### Set problem:
Show each line of the records below that contains the word "basket", copied in full.

### Provided entries:
=====

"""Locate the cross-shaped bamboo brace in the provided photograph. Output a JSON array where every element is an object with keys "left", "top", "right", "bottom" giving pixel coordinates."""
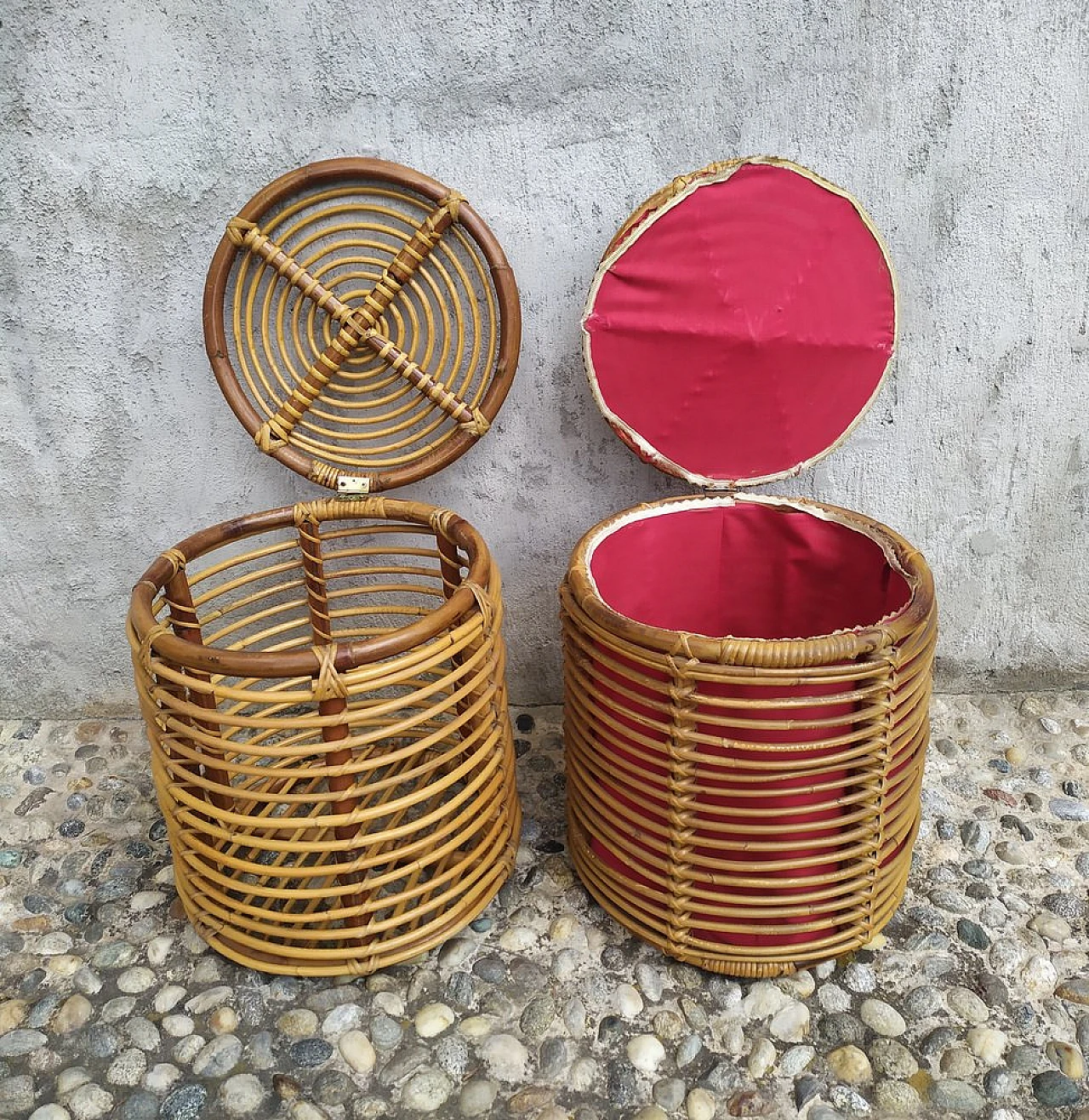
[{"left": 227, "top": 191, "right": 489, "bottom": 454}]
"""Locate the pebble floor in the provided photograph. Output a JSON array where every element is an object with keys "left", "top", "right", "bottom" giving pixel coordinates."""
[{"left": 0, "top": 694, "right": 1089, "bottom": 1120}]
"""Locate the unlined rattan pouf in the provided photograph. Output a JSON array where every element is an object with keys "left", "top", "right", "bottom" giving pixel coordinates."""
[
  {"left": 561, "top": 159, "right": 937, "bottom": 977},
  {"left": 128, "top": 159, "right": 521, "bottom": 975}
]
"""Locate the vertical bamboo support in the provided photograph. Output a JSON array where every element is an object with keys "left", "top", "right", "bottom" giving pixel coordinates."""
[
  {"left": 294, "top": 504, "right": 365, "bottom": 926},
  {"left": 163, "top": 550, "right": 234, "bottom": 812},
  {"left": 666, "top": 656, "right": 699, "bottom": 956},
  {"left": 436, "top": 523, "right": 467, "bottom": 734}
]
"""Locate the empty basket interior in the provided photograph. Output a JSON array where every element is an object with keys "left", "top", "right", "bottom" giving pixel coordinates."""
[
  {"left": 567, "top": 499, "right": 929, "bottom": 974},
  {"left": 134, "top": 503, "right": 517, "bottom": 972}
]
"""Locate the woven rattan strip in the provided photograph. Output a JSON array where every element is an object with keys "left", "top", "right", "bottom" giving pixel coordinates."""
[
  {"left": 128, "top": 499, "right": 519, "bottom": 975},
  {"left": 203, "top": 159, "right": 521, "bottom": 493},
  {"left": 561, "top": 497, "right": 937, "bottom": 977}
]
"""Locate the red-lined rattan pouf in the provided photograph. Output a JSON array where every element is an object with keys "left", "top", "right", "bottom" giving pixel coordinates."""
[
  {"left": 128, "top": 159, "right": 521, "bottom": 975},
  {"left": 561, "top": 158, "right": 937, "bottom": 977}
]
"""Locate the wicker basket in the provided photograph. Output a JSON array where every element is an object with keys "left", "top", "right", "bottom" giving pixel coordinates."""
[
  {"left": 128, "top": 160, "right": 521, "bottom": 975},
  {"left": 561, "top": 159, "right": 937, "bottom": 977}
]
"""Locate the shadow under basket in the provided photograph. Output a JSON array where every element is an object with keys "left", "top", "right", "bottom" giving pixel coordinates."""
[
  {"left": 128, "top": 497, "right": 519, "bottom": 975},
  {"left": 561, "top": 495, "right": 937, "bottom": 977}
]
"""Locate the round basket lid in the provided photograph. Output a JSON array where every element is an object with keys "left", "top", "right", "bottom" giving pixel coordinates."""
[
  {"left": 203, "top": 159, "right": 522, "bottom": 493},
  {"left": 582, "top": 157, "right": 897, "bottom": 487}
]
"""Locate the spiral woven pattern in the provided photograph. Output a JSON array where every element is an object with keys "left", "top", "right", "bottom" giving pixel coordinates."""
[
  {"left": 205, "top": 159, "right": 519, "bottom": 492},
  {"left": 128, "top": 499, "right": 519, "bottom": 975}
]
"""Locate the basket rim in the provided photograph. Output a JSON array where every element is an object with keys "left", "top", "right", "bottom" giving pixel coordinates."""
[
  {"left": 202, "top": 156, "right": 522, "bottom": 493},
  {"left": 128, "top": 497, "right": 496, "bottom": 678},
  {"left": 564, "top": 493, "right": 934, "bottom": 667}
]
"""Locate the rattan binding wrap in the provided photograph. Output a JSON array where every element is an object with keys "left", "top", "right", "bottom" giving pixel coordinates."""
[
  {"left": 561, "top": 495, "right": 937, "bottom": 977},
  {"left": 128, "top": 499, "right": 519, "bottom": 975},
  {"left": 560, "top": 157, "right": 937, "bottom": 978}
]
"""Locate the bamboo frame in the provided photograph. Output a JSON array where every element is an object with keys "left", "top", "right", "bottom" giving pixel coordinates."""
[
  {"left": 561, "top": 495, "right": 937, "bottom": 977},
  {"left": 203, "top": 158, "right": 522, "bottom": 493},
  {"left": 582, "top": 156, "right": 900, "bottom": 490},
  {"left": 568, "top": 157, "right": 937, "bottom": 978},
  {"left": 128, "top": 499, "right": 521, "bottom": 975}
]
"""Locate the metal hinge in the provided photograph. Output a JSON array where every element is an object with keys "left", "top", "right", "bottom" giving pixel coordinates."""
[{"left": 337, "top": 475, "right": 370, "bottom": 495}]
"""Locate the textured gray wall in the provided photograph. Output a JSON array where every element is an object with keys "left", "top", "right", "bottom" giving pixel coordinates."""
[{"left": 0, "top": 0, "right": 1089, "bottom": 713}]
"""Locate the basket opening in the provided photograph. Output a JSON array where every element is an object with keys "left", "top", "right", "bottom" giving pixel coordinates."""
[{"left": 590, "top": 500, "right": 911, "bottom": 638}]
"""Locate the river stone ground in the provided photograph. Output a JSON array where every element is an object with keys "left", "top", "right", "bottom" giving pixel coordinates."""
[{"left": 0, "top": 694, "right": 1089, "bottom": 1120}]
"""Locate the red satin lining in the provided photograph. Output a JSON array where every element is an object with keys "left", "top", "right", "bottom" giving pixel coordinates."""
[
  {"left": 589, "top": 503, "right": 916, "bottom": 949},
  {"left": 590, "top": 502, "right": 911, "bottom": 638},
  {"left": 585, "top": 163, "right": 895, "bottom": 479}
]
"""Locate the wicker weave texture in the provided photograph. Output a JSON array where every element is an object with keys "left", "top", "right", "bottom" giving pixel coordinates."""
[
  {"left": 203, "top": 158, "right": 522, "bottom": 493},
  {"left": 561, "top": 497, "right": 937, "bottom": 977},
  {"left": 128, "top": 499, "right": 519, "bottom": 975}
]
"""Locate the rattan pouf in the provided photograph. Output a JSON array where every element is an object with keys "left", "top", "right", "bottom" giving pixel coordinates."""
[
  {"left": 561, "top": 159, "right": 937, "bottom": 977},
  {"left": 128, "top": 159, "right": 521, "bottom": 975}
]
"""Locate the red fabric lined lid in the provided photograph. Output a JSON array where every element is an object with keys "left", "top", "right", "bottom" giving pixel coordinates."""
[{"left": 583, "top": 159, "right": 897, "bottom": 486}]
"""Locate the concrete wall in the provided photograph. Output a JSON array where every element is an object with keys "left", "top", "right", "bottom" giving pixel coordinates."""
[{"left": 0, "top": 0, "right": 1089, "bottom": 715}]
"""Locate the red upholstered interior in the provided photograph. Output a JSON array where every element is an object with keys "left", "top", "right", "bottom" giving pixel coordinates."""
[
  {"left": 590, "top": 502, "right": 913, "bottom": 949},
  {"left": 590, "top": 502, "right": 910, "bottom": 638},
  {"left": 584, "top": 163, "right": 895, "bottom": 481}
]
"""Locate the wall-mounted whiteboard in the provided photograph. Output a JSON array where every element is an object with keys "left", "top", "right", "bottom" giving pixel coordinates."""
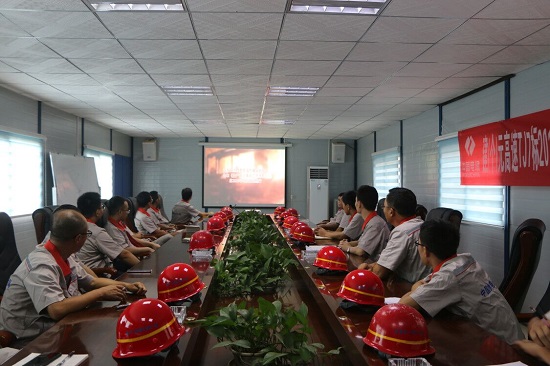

=====

### Written reply:
"""Locate the empty basket interior in the provided photograph. Output a JSON array where every element is an object with keys "left", "top", "right", "bottom" giving pixel coordinates."""
"""Locate the wicker basket in the provided photograph. Output a JSON array where every element is an object with keys "left", "top", "right", "bottom" giving pixel coordinates."""
"""Locate the shadow under basket in the provided photograph. Output a JSON array where every element is an object with keys "left", "top", "right", "bottom" giving pixel coordinates."""
"""Locate the round basket lid in the provided photograph. Output a JSON array where every element is an object with keys "left", "top", "right", "bottom" giving pixel coordinates."""
"""Locate the basket rim in the provided photograph. Output a JSON array where every element is an object with keys "left", "top", "right", "bottom" giving pixel coordinates."""
"""Locate the basket opening in the provided photograph. Output a JSON array where every element is an object with keys "left", "top", "right", "bottom" giving pixel coordinates."""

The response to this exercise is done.